| Dataset rows |
++++++++

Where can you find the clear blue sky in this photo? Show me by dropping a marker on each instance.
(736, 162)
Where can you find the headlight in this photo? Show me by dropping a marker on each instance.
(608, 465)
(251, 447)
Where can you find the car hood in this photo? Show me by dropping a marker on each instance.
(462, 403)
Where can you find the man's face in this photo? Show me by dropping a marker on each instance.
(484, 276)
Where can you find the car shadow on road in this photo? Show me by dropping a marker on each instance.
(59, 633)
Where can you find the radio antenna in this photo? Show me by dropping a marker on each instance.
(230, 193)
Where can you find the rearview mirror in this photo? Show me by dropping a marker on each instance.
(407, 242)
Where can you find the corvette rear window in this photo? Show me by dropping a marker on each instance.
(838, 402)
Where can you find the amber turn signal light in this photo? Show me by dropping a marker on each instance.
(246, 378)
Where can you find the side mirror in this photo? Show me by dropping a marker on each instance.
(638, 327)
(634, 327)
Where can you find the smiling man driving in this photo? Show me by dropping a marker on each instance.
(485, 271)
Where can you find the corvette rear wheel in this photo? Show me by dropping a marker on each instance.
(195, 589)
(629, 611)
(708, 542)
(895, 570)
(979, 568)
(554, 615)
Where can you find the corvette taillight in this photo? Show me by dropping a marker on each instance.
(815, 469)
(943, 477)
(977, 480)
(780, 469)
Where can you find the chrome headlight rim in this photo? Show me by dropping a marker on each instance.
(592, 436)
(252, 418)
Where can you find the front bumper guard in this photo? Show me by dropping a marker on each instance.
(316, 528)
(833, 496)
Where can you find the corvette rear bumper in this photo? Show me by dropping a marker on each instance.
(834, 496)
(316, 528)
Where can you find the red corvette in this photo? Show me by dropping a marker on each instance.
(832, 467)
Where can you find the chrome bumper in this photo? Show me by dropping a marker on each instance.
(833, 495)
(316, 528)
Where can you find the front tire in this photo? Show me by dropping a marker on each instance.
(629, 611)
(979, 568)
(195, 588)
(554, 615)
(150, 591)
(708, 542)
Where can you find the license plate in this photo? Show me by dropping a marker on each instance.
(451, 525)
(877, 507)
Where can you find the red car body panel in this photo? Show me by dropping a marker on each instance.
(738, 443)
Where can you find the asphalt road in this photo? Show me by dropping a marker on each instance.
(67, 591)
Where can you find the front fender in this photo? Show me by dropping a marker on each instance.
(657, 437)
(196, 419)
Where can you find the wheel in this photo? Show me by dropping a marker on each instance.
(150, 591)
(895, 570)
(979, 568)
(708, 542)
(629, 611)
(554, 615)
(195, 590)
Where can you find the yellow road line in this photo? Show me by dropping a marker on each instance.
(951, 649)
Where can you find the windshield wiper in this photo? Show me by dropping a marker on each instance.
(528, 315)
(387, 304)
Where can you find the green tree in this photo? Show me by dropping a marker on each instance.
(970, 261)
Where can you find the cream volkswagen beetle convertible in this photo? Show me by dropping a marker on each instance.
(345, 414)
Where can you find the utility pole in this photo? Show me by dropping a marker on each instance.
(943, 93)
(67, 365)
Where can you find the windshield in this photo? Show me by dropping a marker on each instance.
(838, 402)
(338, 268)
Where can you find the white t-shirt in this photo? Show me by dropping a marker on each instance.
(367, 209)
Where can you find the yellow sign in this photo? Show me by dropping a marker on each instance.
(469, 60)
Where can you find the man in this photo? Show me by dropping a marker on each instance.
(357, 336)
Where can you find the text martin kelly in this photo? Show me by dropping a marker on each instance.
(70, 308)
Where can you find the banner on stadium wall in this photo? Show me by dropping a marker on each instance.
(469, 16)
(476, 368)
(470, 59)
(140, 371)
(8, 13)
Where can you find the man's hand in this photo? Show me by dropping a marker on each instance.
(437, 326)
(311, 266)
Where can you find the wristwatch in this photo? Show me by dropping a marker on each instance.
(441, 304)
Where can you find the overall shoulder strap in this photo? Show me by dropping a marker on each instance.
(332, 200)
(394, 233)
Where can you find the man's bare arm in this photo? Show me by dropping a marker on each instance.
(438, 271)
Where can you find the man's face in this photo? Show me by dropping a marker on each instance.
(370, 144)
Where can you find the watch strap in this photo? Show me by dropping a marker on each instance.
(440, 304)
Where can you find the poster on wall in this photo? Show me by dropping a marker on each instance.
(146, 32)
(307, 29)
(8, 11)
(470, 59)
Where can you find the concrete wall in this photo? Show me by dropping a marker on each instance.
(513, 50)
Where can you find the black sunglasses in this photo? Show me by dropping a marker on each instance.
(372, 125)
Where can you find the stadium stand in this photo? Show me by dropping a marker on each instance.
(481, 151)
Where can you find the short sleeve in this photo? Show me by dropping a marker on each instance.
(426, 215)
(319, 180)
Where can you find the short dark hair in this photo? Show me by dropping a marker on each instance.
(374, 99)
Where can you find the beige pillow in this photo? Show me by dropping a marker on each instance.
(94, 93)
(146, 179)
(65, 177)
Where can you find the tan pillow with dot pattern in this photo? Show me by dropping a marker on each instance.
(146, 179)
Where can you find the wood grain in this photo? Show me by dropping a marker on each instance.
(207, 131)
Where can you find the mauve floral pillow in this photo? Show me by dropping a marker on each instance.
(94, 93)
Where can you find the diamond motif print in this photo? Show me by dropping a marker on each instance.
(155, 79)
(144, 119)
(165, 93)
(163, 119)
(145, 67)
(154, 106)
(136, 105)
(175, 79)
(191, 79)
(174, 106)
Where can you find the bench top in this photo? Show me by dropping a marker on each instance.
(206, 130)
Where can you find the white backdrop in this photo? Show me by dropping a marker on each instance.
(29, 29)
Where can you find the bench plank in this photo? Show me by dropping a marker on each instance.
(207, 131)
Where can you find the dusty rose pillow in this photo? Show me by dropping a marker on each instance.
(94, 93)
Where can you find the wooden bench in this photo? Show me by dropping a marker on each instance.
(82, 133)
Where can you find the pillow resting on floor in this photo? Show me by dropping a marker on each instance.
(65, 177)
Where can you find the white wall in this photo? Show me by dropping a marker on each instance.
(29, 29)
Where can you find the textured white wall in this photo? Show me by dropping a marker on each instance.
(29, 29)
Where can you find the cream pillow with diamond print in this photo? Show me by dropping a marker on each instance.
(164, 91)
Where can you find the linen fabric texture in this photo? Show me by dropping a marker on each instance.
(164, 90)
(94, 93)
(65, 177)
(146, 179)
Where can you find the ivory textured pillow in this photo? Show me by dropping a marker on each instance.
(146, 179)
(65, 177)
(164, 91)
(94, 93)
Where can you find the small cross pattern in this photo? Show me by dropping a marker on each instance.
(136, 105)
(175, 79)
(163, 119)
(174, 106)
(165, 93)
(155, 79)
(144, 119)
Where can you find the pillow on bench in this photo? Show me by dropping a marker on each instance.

++++++++

| SET PROBLEM |
Rewrite everything from the line containing "Where can you find the wooden" down to the end of the data, putting "cushion" wherever "pillow" appears and leaving all else untouched.

| THE COMPLETED TASK |
Where can you find the wooden bench in this photo? Show me by dropping a marker on each instance.
(82, 133)
Where can you find the cushion resting on floor in this photo? Show me by dropping a marker on each instance.
(65, 177)
Where can you find the white wall in this photo? Show me by dropping a marker on each instance.
(29, 29)
Where can you find the textured white wall in this photo? Show me by dropping a marker on each instance.
(29, 29)
Where can you find the cream cushion with diamond print in this photo? Show me by dropping a marker on each instance.
(164, 91)
Where can you find the linen fabric texture in this photo? Show me by dropping a marker on each instance.
(164, 90)
(94, 93)
(65, 177)
(146, 179)
Where can you find the ivory textured cushion in this photo? Show me by dropping a marker on each instance.
(146, 179)
(65, 177)
(164, 91)
(94, 93)
Where can you find the small cross pattern in this photo? Show me by dropping a marker on each instance.
(136, 105)
(175, 79)
(163, 119)
(174, 106)
(165, 93)
(155, 79)
(144, 119)
Where can you find the cushion on bench in this photo? Show me by dropping a marker on each instance.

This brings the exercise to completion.